Nothing in the entries may be dropped: restate them word for word.

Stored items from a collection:
* * * *

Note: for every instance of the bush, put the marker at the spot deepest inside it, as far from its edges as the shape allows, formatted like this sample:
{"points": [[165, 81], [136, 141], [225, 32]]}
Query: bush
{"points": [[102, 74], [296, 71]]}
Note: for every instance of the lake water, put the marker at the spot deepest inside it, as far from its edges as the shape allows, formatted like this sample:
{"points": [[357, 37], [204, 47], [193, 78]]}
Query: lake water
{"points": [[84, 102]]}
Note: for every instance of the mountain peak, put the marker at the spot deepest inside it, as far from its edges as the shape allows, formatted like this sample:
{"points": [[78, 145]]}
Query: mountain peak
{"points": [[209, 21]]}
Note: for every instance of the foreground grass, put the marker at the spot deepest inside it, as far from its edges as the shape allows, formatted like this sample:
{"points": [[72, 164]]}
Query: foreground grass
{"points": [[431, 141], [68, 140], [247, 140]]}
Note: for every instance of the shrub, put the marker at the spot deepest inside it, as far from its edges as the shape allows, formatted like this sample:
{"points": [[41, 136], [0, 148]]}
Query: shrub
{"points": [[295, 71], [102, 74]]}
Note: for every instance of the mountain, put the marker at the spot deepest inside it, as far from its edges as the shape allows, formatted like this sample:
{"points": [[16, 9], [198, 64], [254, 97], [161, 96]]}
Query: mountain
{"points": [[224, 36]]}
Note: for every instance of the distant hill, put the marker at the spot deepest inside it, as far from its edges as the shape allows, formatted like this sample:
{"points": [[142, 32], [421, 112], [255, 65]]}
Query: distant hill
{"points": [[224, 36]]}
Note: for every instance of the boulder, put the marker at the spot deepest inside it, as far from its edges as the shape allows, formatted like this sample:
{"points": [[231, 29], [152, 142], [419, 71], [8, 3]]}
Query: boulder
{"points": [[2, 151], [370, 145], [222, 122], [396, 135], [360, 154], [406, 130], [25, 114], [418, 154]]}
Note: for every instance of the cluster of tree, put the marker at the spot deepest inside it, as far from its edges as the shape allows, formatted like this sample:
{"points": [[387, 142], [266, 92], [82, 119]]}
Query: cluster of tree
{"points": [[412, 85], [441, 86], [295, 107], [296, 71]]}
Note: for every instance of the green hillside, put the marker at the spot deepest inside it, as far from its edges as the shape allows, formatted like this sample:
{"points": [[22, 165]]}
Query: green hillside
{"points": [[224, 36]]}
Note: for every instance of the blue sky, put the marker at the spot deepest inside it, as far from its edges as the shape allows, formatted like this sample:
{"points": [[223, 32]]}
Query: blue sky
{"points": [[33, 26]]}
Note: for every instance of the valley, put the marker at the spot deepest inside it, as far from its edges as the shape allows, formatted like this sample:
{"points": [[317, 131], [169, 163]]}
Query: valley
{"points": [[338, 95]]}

* * * *

Solution to this task ::
Note: for every instance of the bush, put the marker at the spot deepest inside it, as far from its edges as the shape allows, formatted like this sample:
{"points": [[165, 81], [136, 141], [225, 32]]}
Query: bush
{"points": [[102, 74], [296, 71]]}
Note: for every instance of the lake water, put the marker at the spot deepest inside it, as far from its edges as the shape allows, formatted like this sample:
{"points": [[357, 37], [204, 47], [193, 78]]}
Query: lake water
{"points": [[84, 102]]}
Note: for every instance of the mountain peak, put the marker at the spot deepest inside it, as far from its edges as the shape allows, formatted like this sample:
{"points": [[78, 145]]}
Query: mountain peak
{"points": [[209, 21]]}
Note: for every instance of the foreground grass, put the marker at the spot deepest inside it, as far from its edges as the shape allows, formatted like this sample:
{"points": [[72, 164]]}
Query: foreground grass
{"points": [[431, 141], [68, 140], [247, 140]]}
Note: for every instance of the shrub, put the marker at the spot deepest inside it, as far from its edges as the shape allows, formatted like this sample:
{"points": [[41, 136], [0, 148]]}
Query: shrub
{"points": [[295, 71], [102, 74]]}
Note: for every instance of the mountain, put the marker at the spot deepest inside it, as far from its edges as the shape allows, formatted like this sample:
{"points": [[16, 9], [198, 64], [254, 97], [161, 96]]}
Query: mountain
{"points": [[224, 36]]}
Note: for every instance of the distant hill, put the marker at the spot deepest inside it, as far from its edges as the shape allows, formatted like this sample:
{"points": [[142, 32], [421, 112], [255, 65]]}
Query: distant hill
{"points": [[224, 36]]}
Note: for every instance of the boulder, put the marker at the spot deepest inside it, as far from its edges as the shape allows, formatted like this sample:
{"points": [[231, 29], [152, 142], [419, 71], [8, 3]]}
Query: boulder
{"points": [[2, 151], [370, 145], [222, 122], [396, 135], [360, 154], [406, 130], [25, 114], [418, 154]]}
Note: for every instance of the cluster of tree, put the marker at the spot deepest inside it, as far from its edges as the shape allows, formatted like this sample:
{"points": [[387, 142], [266, 92], [82, 119]]}
Query: cluster of tree
{"points": [[412, 85], [441, 86], [295, 107], [296, 71]]}
Note: for every instance of the green hillside, put the marker at the spot deepest inside it, as far from its edges as the shape allows, formatted like this sample:
{"points": [[22, 165]]}
Query: green hillside
{"points": [[224, 36]]}
Note: for every instance of the blue sky, put the marker at the spot deepest inside it, as far from its edges as the shape allows, formatted like this sample:
{"points": [[223, 32]]}
Query: blue sky
{"points": [[33, 26]]}
Note: for every instance of the valley, put the marker at the spot deepest inside it, as far from its edges as the shape allows, formatted like this sample:
{"points": [[317, 131], [169, 163]]}
Query: valley
{"points": [[338, 95]]}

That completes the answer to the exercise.